Records:
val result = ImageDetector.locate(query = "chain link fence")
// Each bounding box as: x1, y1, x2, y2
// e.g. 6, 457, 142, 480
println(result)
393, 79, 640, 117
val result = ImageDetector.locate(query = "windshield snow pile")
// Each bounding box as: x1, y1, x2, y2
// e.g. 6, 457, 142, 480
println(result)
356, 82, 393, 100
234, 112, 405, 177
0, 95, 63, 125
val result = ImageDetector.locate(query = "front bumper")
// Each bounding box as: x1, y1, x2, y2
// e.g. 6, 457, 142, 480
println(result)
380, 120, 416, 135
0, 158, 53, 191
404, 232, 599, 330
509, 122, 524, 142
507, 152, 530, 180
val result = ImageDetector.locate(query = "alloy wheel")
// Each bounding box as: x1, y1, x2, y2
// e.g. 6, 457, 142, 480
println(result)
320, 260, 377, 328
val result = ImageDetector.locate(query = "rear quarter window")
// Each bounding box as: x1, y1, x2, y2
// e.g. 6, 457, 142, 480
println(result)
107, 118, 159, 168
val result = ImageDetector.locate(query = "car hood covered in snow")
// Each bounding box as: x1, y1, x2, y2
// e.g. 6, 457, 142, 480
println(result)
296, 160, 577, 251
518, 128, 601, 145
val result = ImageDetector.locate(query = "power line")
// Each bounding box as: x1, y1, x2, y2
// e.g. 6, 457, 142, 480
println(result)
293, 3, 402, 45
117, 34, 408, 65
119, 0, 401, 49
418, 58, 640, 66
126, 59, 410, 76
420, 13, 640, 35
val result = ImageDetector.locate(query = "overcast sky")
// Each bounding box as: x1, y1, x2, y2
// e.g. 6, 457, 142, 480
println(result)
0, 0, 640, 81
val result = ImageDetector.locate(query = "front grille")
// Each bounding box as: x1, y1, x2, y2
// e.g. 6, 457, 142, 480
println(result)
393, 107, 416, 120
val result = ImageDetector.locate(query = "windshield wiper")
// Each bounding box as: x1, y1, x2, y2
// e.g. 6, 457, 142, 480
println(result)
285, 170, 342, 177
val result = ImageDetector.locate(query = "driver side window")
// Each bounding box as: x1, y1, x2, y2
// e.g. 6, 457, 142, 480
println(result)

Written request:
Copy out all of the material above word for word, with nothing changed.

Exercise output:
val result = ImageDetector.locate(query = "chain link fence")
// Each bounding box as: x1, y1, x2, y2
// e.g. 6, 457, 142, 480
println(result)
393, 79, 640, 117
val result = ImageDetector.locate(query = "windshield snow pile")
// Each bounding box as: x1, y1, x2, y2
// e.g. 6, 457, 142, 480
println(result)
356, 82, 393, 100
234, 112, 405, 177
0, 95, 63, 125
val result = ImageDetector.locate(query = "front bumper")
// Each bounding box as: x1, y1, x2, y2
// e.g. 6, 457, 142, 480
println(result)
380, 120, 416, 135
0, 158, 53, 191
404, 232, 599, 330
509, 122, 524, 142
507, 152, 530, 180
val result = ImageDetector.locate(query = "alloy wheel")
// Each bounding box as: x1, y1, x2, y2
// e.g. 6, 457, 142, 480
println(result)
320, 260, 377, 328
val result = ImageDetector.locate(query = "rear quarter window")
// Each bounding box as: x1, y1, x2, y2
// e.g. 6, 457, 142, 480
println(result)
107, 118, 159, 168
val result = ImageDetector.locate(query = "car hood covered in snow")
// Each bounding box as: x1, y1, x2, y2
// e.g. 6, 457, 142, 480
println(result)
296, 160, 577, 251
518, 128, 601, 145
val result = ImageDetector.locate(query = "power line")
// Each bounding box as: x1, y1, x2, y2
// e.g. 6, 457, 142, 480
println(result)
293, 3, 402, 45
117, 34, 408, 65
119, 0, 401, 49
418, 58, 640, 66
126, 59, 410, 76
420, 13, 640, 35
val result = ImageDetector.locate(query = "overcast sky")
// Each bounding box as: x1, y1, x2, y2
// e.g. 6, 457, 142, 480
println(result)
0, 0, 640, 81
val result = ImageDetector.locate(query = "front grille")
// Each bounding box as: x1, y1, x2, y2
// e.g. 6, 457, 142, 480
println(result)
393, 107, 416, 120
val result = ImageDetector.locate(query = "windshield wiper")
// Each bounding box as: x1, y1, x2, y2
// e.g. 6, 457, 142, 480
println(result)
285, 170, 342, 177
val result = ImageDetector.locate(query = "driver side window")
// Each bounding box as: x1, y1, x2, y2
// e.g. 6, 457, 142, 480
println(result)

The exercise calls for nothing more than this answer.